● **Text provided**
--------
How can you avoid becoming a “burden” to your children in old age? © Shutterstock

It’s probably no surprise that longterm care is a major concern to investors. The 2015 4Q UBS Investor Watch report, Unassisted Living,1 indicated that UBS investors’ number one concern was becoming a burden to their family.

Yet despite this fear, many investors want to continue to stay in their own homes, relying on a spouse or health aide. Fewer than 40 percent of them have even discussed their long-term care wishes with their children. And less than a quarter have saved for those expenses.

So, why is long-term care such a difficult topic to address among family members? Here in the Northeast, not many homes are designed to be helpful places to age well with dignity. Too often, their cost of maintenance, size and design, as well as their proximity to services, can be challenging.

Yet, there are simple steps to take that can ease the process of preparing for aging and long-term care.

We are living longer; therefore, more of us need care. But at the same time, the cost of that care is rising, and we are failing to plan.

First, have a plan. Thinking about getting old is never easy, and as we get older those decisions become ever more difficult. Where do I want to be? Whom do I want to be near? What do I want around me? A thoughtful approach to these questions is a great first step. There are many resources to help begin this discovery process, and a call to your financial advisor is a great first step.

Communicate with your friends and relatives. The people close to you are the ones that need to know what your desires are so that, god forbid, if they have to make that decision for you, they make the right one. Open, honest communication is the healthy way to share information. Where are your friends planning on retiring to? An important part of anyone’s health, especially as we grow older, is our social network and community. So, don’t wait until your friends start moving away. Have those conversations now so those friends can become part of your plan.

Integrate your needs with your finances. For the best probability of a successful financial outcome, align your long-term care needs with your overall wealth-management plan. Understand the cost of inaction by realizing how much of your disposable income you are spending on your current real estate. Think of what that income could do to improve your lifestyle. What would the cost be if you changed your scenario? Based on your ideas of aging and care, what costs are you willing to cover, yourself, and what would you like to insure against? We are living longer; therefore, more of us need care. But at the same time, the cost of that care is rising, and we are failing to plan.

Aging almost seems like a perfect storm. This inaction could have unintended consequences.

By failing to save for potential costs, talk with their children ahead of time or establish an overall plan for their own care, wealthy investors may unwittingly produce the very outcome they most want to avoid—becoming a long-term burden, emotionally and financially, to their children.

1About the survey: UBS Wealth Management Americas surveys U.S. investors on a quarterly basis to keep a pulse on their needs, goals and concerns. After identifying several emerging trends in the survey data, UBS decided in 2012 to create the UBS Investor Watch to track, analyze and report the sentiments of affluent and high net worth investors. UBS Investor Watch surveys cover a variety of topics, including: overall financial sentiment; economic outlook and concerns; personal goals and concerns; key topics, like aging and retirement.
--------
● **Objectives**
• A. According to the article on long-term care, what share of investors have saved for long-term care expenses?
• B. Decide whether each statement agrees with the article on long-term care, and quote the words of the article that settle it: (i) Fewer than 40 percent of investors have discussed their long-term care wishes with their children. (ii) UBS created the UBS Investor Watch in 2015. (iii) UBS Wealth Management Americas surveys U.S. investors once a year.
• C. Rewrite the stretch of the article on long-term care from "First, have a" through "advisor is a great first step.", substituting "strategy" for "plan".
The listing after this point is separate material, not part of the article on long-term care.

[Coordinate labeling data]
--------
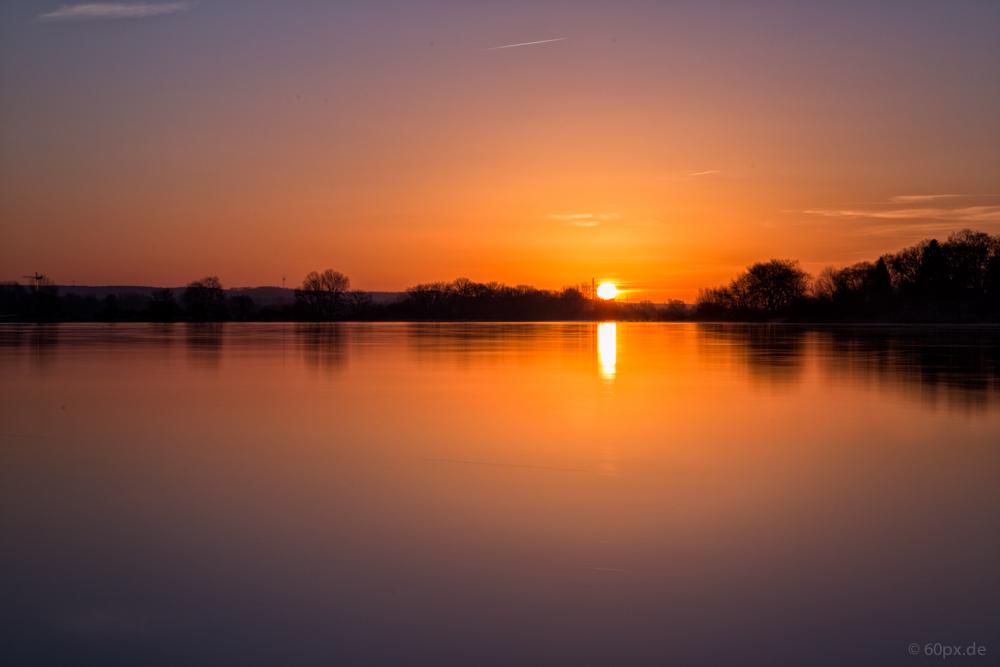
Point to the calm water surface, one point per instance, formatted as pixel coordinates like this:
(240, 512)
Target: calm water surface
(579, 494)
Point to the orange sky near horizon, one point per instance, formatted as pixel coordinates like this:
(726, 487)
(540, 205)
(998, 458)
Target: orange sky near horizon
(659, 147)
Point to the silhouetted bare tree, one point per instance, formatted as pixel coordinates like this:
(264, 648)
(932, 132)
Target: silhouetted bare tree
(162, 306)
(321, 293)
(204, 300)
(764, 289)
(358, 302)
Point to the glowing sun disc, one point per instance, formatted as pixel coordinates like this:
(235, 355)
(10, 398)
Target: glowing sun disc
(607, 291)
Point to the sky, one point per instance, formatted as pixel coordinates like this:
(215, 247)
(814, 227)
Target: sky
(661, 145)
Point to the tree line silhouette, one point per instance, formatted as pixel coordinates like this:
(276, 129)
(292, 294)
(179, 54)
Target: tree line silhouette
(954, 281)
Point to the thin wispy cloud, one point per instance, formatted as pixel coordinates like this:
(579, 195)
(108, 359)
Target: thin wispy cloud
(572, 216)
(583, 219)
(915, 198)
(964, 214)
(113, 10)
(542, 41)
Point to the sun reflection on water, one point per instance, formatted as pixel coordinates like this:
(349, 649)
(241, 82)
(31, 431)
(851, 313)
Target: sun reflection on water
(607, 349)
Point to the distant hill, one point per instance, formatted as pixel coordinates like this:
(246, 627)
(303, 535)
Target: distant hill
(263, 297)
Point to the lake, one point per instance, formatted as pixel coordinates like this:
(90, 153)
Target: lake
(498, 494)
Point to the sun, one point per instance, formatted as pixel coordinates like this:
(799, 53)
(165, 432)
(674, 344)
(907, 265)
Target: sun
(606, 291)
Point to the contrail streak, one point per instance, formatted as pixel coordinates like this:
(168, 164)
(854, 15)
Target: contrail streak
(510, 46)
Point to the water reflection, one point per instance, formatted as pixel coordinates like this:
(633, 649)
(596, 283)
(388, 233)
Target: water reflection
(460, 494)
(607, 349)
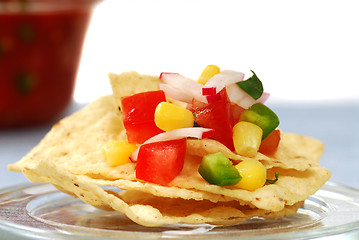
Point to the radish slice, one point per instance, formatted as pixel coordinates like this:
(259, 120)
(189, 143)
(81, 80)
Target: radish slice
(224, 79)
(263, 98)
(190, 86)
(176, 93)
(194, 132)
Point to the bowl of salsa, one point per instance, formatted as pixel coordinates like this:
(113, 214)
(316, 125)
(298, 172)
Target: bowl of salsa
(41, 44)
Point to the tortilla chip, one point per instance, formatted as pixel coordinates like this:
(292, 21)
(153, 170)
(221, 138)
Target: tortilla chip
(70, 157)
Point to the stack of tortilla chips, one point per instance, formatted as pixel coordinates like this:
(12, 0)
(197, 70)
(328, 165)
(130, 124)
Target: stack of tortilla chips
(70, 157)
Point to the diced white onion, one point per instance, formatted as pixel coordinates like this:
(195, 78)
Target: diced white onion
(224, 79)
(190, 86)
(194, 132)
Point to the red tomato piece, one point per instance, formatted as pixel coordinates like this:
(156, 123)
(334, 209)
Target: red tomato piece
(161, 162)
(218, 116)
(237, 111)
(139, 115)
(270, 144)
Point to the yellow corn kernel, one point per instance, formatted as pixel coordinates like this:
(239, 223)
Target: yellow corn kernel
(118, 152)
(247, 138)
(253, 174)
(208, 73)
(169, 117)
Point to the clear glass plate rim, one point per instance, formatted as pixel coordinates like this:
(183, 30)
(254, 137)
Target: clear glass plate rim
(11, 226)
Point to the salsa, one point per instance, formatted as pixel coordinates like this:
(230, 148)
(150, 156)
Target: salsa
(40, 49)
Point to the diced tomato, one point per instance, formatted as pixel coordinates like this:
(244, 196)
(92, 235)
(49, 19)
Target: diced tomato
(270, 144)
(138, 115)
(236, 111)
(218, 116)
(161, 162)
--------
● **Answers to the tasks**
• A. Less than a quarter.

• B.
(i) Yes: "Fewer than 40 percent of them have even discussed their long-term care wishes with their children."
(ii) No: "UBS decided in 2012 to create the UBS Investor Watch"
(iii) No: "surveys U.S. investors on a quarterly basis"

• C.
First, have a strategy. Thinking about getting old is never easy, and as we get older those decisions become ever more difficult. Where do I want to be? Whom do I want to be near? What do I want around me? A thoughtful approach to these questions is a great first step. There are many resources to help begin this discovery process, and a call to your financial advisor is a great first step.